THE RECORDS -

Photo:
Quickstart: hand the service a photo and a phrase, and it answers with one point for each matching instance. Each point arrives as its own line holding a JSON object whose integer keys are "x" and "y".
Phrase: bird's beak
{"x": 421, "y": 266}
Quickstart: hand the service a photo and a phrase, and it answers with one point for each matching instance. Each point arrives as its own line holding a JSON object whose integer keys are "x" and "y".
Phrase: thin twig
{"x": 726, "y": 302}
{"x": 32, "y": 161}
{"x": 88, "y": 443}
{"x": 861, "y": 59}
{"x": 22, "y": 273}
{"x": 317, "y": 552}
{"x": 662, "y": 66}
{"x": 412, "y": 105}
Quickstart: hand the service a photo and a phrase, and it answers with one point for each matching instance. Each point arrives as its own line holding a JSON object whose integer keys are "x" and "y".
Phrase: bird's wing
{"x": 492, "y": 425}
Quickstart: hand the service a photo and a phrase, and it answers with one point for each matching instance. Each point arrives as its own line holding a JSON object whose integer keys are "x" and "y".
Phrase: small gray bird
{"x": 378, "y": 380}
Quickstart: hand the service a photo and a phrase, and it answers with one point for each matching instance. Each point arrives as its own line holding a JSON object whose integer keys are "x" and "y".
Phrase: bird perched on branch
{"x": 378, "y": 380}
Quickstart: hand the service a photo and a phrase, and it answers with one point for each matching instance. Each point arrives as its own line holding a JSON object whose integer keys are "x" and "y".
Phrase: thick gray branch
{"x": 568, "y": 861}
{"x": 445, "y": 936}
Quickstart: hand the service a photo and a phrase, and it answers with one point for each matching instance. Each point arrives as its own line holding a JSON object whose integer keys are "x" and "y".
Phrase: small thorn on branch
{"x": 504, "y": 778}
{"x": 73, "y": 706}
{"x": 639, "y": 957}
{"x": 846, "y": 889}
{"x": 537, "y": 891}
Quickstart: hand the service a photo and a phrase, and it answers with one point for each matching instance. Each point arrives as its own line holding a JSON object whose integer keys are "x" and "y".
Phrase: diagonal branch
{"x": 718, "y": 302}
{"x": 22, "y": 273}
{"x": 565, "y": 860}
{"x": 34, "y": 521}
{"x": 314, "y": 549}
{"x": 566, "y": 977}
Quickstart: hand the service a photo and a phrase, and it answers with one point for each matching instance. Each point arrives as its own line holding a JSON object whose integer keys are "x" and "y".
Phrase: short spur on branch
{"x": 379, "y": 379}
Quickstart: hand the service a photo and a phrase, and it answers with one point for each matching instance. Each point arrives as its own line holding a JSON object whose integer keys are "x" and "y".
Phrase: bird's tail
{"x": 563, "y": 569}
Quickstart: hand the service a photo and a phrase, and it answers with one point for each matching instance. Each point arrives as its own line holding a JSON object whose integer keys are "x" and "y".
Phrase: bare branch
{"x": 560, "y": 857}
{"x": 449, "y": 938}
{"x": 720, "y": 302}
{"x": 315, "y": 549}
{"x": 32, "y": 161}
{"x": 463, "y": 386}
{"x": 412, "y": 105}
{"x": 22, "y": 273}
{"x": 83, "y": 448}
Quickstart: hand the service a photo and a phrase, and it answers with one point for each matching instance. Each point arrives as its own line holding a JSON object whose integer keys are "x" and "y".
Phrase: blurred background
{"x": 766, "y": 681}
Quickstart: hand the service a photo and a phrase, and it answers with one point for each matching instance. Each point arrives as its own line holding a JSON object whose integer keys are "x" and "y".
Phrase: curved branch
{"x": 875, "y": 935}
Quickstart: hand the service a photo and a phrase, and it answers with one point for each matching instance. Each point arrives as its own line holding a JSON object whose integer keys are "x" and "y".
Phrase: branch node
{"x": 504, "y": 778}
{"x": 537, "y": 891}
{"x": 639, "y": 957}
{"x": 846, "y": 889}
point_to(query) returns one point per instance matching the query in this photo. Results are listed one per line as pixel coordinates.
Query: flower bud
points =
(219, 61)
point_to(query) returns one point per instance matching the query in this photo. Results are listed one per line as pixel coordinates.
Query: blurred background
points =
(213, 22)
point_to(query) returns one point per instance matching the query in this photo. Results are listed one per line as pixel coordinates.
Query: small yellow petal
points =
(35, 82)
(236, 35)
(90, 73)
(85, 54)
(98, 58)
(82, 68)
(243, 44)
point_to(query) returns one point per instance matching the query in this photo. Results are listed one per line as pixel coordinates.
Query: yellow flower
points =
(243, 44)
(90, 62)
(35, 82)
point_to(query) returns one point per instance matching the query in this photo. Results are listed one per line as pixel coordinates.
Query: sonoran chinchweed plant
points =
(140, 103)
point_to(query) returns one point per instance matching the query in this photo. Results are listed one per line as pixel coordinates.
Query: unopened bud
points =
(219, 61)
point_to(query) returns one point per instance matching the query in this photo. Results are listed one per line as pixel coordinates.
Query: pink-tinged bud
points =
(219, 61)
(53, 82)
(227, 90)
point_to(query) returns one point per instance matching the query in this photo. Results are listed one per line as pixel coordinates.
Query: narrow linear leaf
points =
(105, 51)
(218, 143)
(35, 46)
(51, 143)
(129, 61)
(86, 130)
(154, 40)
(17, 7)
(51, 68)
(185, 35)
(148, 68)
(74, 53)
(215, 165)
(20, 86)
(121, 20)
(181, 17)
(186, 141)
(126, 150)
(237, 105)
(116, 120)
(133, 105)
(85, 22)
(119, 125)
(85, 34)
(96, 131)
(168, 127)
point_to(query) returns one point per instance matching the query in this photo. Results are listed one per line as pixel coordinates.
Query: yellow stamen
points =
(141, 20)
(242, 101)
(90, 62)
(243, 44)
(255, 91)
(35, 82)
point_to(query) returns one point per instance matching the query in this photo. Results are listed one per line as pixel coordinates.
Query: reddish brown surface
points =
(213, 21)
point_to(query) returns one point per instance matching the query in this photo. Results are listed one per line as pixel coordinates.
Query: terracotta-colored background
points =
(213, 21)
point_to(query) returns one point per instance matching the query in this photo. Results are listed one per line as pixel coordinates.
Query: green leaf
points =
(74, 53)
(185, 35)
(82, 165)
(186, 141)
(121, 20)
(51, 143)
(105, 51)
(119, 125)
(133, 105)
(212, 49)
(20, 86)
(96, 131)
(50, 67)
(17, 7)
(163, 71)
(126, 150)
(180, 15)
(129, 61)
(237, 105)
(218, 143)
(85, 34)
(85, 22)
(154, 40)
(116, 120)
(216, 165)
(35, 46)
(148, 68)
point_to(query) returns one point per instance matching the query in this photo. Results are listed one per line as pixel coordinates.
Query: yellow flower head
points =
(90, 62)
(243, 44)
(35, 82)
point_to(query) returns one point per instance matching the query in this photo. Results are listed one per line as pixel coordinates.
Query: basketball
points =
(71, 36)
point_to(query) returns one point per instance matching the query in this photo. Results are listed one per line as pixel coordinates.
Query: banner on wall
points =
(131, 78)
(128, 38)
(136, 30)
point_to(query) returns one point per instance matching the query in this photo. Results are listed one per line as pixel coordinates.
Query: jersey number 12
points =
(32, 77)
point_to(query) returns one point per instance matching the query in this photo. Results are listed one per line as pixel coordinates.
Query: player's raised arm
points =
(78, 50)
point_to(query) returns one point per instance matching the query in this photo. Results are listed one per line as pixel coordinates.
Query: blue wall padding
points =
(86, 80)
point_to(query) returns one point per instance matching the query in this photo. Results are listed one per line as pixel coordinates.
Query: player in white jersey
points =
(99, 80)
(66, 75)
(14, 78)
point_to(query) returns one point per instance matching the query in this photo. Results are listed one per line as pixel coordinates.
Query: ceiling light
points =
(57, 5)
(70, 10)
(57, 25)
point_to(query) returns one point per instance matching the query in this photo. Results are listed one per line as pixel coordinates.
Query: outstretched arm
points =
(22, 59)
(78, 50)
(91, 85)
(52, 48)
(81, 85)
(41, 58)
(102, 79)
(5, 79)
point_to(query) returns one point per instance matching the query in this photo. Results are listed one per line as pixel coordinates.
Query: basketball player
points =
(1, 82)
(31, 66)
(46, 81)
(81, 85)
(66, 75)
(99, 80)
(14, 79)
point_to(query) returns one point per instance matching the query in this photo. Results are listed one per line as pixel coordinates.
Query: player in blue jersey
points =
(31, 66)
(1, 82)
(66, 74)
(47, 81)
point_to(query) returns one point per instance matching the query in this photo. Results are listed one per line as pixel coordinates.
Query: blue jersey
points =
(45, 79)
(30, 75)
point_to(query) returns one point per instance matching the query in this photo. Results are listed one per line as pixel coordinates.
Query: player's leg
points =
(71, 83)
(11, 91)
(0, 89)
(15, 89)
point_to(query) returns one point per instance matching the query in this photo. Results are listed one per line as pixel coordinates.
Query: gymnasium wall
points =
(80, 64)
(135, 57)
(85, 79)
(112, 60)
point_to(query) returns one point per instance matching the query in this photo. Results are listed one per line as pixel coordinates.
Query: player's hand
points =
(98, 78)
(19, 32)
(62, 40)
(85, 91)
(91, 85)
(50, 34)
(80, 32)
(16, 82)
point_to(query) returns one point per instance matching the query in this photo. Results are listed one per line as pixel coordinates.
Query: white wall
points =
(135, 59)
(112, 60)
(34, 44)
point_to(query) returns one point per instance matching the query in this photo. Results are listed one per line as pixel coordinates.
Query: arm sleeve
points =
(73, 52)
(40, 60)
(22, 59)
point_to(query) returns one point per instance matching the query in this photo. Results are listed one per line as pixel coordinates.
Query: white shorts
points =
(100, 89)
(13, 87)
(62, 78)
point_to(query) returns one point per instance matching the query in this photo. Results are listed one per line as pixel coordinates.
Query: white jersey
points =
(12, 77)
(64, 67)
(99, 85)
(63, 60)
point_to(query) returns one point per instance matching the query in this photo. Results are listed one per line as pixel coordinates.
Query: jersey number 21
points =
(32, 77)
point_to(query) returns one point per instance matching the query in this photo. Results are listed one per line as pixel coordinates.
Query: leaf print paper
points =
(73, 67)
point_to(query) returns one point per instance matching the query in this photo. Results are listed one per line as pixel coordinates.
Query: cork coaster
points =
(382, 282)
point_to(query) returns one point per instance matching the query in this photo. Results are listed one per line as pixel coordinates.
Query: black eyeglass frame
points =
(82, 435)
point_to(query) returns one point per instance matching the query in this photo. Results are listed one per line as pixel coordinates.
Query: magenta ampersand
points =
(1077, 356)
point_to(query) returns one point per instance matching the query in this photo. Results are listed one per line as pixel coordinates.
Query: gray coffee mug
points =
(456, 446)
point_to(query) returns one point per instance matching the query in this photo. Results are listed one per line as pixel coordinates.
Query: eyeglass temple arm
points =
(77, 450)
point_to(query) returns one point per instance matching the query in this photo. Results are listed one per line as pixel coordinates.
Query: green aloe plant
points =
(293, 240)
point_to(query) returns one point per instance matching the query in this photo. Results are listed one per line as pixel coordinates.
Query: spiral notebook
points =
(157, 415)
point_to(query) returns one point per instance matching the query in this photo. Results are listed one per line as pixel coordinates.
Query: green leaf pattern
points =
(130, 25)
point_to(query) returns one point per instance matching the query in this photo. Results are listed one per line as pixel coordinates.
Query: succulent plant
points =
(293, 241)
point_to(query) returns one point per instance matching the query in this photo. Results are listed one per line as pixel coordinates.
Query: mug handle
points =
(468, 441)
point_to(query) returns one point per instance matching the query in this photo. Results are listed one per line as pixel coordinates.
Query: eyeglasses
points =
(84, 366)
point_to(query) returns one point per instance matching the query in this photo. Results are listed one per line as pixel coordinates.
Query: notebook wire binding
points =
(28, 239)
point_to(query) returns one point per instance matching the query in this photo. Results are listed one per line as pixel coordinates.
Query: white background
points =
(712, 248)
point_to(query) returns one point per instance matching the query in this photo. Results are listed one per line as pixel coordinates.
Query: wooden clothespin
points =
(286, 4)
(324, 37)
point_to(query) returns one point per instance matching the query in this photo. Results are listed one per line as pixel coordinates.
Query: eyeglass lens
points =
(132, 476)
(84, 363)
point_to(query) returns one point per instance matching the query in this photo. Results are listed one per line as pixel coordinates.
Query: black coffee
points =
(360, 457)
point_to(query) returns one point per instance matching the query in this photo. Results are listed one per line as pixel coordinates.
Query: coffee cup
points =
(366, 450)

WHAT IS BEING ASKED - Would you please repeat exactly the lines above, starting at the line with "Query: cork coaster" and stopping at the line with "Query: green leaf pattern", both included?

SOLUTION TO THE EXERCISE -
Query: cork coaster
points =
(382, 282)
point_to(query) returns one point per instance matching the query in this photo. Results are listed one per line as pixel coordinates.
Query: black eyeglass frame
points =
(82, 435)
point_to(query) returns one point per instance matching the query in this photo. Results are listed one per line as pixel coordinates.
Query: magenta ampersand
points =
(1077, 356)
point_to(query) returns one point per instance matching the query in this photo. Results are listed one per line as pixel coordinates.
Query: gray coffee mug
points =
(456, 446)
point_to(query) returns one point per instance matching the query in this photo. Results are listed one per line as pixel coordinates.
Query: eyeglass temple arm
points =
(77, 450)
point_to(query) returns one point per instance matching the query in this photo. Results are listed one per line as pixel coordinates.
Query: green aloe plant
points =
(293, 240)
point_to(query) returns one point per instance matching the query in this photo. Results are listed one per line as pixel coordinates.
Query: spiral notebook
points =
(157, 415)
point_to(query) returns one point per instance matching the query in this photo. Results are listed one per line as pixel coordinates.
Query: green leaf pattern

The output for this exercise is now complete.